**Extract provided**
Geography
- Location: Limón, Limón Province, Costa Rica
- Coordinates: 9°59′59″N 83°01′35″W﻿ / ﻿9.99977°N 83.026445°W

Organisation
- Type: General

Links
- Lists: Hospitals in Costa Rica

= Hospital Dr. Tony Facio Castro =

Hospital in Limón, Costa Rica

Hospital Dr. Tony Facio Castro, known as Hospital Tony Facio, in Limón, Costa Rica, caters to the health needs of Limón Province.

The hospital occupies 22,000 square metres and is divided into modules including hospitalization and outpatient facilities. It provides specialized services in some areas of the cantons of Pococí, Guácimo, and the Cariari district for a combined population of 166,723 inhabitants in those areas.

It services three population categories: direct population (236,565 people directly attached or assigned to the hospital), indirect population (not directly allocated but are referred by specialists), and floating population (other unattached people and tourists). The direct population comes from Limón (city), Siquirres, Talamanca, and Matina. The indirect population is from Pococí, Guácimo, and the Cariari district; and the floating population comprises national and international immigrants into the area, and tourists.

**Record extracts**
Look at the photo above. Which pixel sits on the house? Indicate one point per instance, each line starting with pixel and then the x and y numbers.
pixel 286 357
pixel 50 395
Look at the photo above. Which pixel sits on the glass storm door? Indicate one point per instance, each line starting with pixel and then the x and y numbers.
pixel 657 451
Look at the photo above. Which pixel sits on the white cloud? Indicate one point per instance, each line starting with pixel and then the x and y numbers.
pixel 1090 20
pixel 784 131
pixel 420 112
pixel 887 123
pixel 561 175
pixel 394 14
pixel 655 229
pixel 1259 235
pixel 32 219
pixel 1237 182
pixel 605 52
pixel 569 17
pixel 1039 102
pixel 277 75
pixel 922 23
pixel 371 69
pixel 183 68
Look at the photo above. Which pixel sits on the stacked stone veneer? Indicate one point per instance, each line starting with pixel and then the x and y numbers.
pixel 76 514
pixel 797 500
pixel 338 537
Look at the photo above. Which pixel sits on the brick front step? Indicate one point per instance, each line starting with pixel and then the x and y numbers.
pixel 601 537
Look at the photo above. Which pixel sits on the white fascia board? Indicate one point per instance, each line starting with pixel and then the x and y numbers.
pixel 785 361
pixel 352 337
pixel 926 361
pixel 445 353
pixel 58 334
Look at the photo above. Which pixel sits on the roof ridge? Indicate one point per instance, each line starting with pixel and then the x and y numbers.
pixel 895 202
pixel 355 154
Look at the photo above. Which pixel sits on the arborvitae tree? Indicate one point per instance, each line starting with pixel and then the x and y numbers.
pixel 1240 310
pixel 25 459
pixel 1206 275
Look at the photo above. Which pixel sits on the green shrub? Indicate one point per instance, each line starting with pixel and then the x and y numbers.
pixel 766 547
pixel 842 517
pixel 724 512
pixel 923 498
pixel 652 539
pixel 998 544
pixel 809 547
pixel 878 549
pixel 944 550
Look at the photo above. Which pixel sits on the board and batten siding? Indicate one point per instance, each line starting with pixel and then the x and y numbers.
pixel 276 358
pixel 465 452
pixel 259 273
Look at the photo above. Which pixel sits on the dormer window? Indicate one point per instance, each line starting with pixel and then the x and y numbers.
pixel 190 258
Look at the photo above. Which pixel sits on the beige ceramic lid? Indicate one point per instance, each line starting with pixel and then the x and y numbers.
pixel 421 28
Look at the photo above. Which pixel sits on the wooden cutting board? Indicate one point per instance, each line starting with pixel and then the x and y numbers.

**Exercises**
(A) For the article on Hospital Dr. Tony Facio Castro, determine whether each statement agrees with the article, answering yes or no and quoting the deciding words: (i) the hospital covers an area of 22,000 square meters; (ii) the direct population includes people from Pococí; (iii) tourists are counted in the floating population.
(B) According to the article on Hospital Dr. Tony Facio Castro, how many people make up the hospital's direct population?

**Responses to the exercise**
(A)
(i) Yes: "The hospital occupies 22,000 square metres"
(ii) No: "The direct population comes from Limón (city), Siquirres, Talamanca, and Matina."
(iii) Yes: "floating population (other unattached people and tourists)"

(B) 236,565 people.